Goal of the exercise -
Return each line exactly as written. Begin with the first line of the entries and end with the line that has "In this picture, where can the player in white".

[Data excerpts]
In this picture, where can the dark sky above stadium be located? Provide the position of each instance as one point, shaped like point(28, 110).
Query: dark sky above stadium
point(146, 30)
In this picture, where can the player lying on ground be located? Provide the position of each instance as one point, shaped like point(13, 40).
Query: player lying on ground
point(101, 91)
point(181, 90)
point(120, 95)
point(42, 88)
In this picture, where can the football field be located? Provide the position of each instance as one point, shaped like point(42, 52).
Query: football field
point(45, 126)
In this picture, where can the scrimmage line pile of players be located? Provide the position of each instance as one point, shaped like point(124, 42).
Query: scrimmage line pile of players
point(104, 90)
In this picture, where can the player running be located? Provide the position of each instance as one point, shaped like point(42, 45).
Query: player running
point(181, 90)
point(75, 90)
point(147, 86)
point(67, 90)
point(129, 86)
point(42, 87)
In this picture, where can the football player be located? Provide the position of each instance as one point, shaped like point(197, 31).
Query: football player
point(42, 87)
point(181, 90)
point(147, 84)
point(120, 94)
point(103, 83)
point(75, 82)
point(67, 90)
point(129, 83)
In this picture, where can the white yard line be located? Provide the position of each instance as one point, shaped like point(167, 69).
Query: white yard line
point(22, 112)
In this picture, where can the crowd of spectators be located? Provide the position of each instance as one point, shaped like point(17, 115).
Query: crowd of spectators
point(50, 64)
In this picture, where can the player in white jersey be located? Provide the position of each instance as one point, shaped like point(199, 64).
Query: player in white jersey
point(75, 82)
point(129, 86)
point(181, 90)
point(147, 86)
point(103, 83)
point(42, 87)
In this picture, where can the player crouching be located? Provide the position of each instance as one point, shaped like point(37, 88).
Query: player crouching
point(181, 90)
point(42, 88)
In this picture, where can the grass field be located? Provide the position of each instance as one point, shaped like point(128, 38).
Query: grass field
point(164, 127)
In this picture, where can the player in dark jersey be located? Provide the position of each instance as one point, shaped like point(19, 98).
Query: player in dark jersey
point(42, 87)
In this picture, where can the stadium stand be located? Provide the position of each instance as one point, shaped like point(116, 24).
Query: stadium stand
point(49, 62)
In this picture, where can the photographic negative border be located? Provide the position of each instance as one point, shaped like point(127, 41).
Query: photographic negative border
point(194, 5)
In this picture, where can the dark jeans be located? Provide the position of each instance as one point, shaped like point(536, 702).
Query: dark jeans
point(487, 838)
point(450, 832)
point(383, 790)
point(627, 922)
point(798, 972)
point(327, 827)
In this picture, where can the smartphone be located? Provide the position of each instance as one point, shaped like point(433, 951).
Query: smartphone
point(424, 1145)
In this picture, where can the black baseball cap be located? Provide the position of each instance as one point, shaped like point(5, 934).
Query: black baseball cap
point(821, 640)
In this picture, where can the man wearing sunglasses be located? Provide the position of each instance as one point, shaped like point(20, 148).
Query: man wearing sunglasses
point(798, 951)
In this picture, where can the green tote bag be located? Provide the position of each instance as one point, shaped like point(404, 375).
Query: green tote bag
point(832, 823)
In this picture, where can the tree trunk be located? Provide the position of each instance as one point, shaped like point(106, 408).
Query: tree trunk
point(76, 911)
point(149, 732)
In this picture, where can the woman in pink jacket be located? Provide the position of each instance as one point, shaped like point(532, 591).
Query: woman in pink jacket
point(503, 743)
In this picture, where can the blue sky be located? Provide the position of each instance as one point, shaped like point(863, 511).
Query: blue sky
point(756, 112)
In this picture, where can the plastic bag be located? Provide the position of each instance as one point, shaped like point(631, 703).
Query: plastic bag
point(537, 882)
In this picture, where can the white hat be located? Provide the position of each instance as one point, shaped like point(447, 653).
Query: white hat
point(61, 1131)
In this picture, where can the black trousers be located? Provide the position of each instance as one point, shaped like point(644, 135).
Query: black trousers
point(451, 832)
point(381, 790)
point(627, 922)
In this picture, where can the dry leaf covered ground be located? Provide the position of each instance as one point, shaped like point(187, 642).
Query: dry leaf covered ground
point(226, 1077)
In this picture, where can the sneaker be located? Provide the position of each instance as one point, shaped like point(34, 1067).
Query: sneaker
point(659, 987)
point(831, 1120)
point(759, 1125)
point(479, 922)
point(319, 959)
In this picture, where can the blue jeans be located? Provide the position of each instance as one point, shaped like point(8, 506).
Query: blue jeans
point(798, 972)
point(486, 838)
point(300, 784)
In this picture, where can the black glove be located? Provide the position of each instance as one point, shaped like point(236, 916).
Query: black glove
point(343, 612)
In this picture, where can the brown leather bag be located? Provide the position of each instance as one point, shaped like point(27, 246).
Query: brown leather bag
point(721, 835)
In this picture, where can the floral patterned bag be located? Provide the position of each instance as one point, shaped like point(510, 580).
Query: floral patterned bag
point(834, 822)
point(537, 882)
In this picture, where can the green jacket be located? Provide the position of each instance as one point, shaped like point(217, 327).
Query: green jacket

Solution -
In this picture, where can the dark sky above stadium be located? Provide the position of each instance as one point, shaped like point(28, 110).
Query: dark sky above stadium
point(146, 30)
In this picture, where can the player lying on ground be located? Provide the position of each instance as one point, shaped like point(13, 40).
Query: player lying on ground
point(101, 91)
point(181, 90)
point(120, 95)
point(42, 88)
In this picture, where can the football field be located? Provide the position of each instance as one point, shaped like point(42, 52).
Query: football field
point(45, 126)
In this picture, where can the scrimmage line pile of players be located? Provide the position of each instance as one point, shaped like point(124, 42).
Query: scrimmage line pile of players
point(104, 90)
In this picture, where can the player running be located? Provide the position of each instance as one point, shaped like point(42, 45).
Query: player running
point(181, 90)
point(75, 90)
point(147, 86)
point(67, 90)
point(129, 86)
point(42, 87)
In this picture, where can the football player be located? Provide the position of each instance as one point, shaped like point(197, 31).
Query: football player
point(42, 87)
point(181, 90)
point(147, 84)
point(120, 94)
point(103, 83)
point(75, 82)
point(67, 90)
point(129, 83)
In this picture, where can the white yard line be located? Provide the position of each instance as one point, shaped like point(167, 69).
Query: white yard line
point(22, 112)
In this picture, where can the crowd of spectators be located? Provide the position of each instance as one point, shaped like point(17, 115).
Query: crowd of spectators
point(50, 64)
In this picture, where can the player in white jersey be located? Provide the position of each instance as one point, shaped like point(199, 64).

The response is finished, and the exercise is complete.